SUPPLIED MATERIAL ::
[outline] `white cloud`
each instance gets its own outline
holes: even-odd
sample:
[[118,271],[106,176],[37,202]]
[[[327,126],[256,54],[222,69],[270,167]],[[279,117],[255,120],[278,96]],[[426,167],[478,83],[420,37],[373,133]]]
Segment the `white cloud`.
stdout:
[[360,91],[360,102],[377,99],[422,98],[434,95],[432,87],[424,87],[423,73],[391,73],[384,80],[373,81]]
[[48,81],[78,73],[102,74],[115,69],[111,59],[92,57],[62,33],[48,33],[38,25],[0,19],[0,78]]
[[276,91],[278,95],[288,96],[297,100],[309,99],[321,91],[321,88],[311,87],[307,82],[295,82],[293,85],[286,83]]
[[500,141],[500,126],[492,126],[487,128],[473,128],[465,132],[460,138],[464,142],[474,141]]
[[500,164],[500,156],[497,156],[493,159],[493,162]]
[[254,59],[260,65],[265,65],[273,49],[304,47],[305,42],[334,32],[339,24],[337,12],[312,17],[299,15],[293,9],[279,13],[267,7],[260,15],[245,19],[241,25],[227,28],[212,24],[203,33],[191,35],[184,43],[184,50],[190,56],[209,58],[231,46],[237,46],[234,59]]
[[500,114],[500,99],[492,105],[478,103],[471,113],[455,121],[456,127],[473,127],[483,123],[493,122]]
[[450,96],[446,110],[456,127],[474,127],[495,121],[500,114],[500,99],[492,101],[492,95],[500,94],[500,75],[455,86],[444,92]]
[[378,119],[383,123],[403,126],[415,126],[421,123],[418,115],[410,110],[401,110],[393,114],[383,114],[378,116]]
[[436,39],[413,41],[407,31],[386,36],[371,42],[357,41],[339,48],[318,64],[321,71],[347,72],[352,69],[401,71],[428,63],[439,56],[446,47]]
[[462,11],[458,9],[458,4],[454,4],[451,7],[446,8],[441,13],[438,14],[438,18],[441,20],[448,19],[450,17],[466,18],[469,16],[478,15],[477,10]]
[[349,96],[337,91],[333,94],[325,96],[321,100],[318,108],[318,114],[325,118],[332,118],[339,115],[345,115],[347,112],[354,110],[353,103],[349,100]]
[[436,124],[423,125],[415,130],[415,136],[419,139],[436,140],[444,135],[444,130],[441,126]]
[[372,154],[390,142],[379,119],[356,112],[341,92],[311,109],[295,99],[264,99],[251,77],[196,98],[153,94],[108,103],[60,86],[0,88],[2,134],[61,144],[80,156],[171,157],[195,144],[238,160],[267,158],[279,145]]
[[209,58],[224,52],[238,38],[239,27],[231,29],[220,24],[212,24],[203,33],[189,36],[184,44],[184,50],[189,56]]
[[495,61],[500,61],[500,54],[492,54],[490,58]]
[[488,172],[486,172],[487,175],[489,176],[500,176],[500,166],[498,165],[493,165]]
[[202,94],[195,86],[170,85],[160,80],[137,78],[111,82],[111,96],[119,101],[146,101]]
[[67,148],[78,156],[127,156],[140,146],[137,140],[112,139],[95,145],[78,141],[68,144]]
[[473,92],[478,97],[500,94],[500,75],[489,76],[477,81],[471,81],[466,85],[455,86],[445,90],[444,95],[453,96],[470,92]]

EXERCISE OBJECTIVE :: Write the records above out again, exactly as they are.

RESPONSE BOX ::
[outline] `white cloud`
each instance gets its own outline
holes: even-odd
sample:
[[118,271],[106,176],[37,202]]
[[[327,126],[256,54],[222,69],[270,167]],[[279,117],[255,120],[278,96]],[[426,167],[478,83],[420,37],[373,133]]]
Segment the `white cloud`.
stdout:
[[360,91],[360,102],[377,99],[422,98],[434,95],[432,87],[424,87],[423,73],[391,73],[384,80],[373,81]]
[[48,81],[78,73],[102,74],[115,69],[111,59],[92,57],[62,33],[48,33],[38,25],[0,19],[0,78]]
[[276,91],[278,95],[288,96],[297,100],[309,99],[321,91],[321,88],[311,87],[307,82],[295,82],[293,85],[286,83]]
[[500,141],[500,126],[492,126],[487,128],[473,128],[465,132],[460,138],[464,142],[474,141]]
[[500,164],[500,156],[497,156],[493,159],[493,162]]
[[254,59],[260,65],[265,65],[273,49],[304,47],[305,42],[334,32],[339,24],[337,12],[312,17],[299,15],[293,9],[279,13],[267,7],[260,15],[245,19],[241,25],[227,28],[212,24],[203,33],[191,35],[184,43],[184,50],[190,56],[209,58],[231,46],[237,46],[234,59]]
[[500,114],[500,99],[492,105],[478,103],[471,113],[455,121],[456,127],[473,127],[483,123],[493,122]]
[[450,96],[446,110],[456,127],[474,127],[495,121],[500,114],[500,99],[492,101],[492,95],[500,94],[500,75],[455,86],[444,92]]
[[378,119],[383,123],[403,126],[415,126],[421,123],[418,115],[410,110],[401,110],[393,114],[383,114],[378,116]]
[[436,39],[413,41],[407,31],[386,36],[371,42],[357,41],[339,48],[318,64],[321,71],[347,72],[352,69],[401,71],[428,63],[439,56],[446,47]]
[[462,11],[458,9],[458,4],[454,4],[451,7],[446,8],[441,13],[438,14],[438,18],[441,20],[448,19],[450,17],[466,18],[469,16],[478,15],[477,10]]
[[349,96],[337,91],[333,94],[325,96],[321,100],[318,108],[318,114],[325,118],[332,118],[339,115],[345,115],[347,112],[354,110],[353,103],[349,100]]
[[436,124],[423,125],[415,130],[415,136],[419,139],[436,140],[444,135],[444,130],[441,126]]
[[372,154],[390,142],[379,119],[356,112],[341,92],[311,109],[295,99],[264,99],[251,77],[196,98],[153,94],[108,103],[60,86],[0,88],[2,134],[61,144],[80,156],[171,157],[195,144],[238,160],[267,158],[279,145]]
[[209,58],[224,52],[238,38],[239,27],[231,29],[220,24],[212,24],[203,33],[189,36],[184,44],[184,50],[189,56]]
[[495,61],[500,61],[500,54],[492,54],[490,58]]
[[488,172],[486,172],[487,175],[489,176],[500,176],[500,166],[498,165],[493,165]]
[[202,94],[195,86],[170,85],[160,80],[137,78],[111,82],[111,96],[119,101],[146,101]]
[[67,148],[78,156],[127,156],[140,146],[137,140],[112,139],[95,145],[78,141],[68,144]]
[[473,92],[478,97],[500,94],[500,75],[489,76],[477,81],[471,81],[466,85],[455,86],[445,90],[444,95],[453,96],[470,92]]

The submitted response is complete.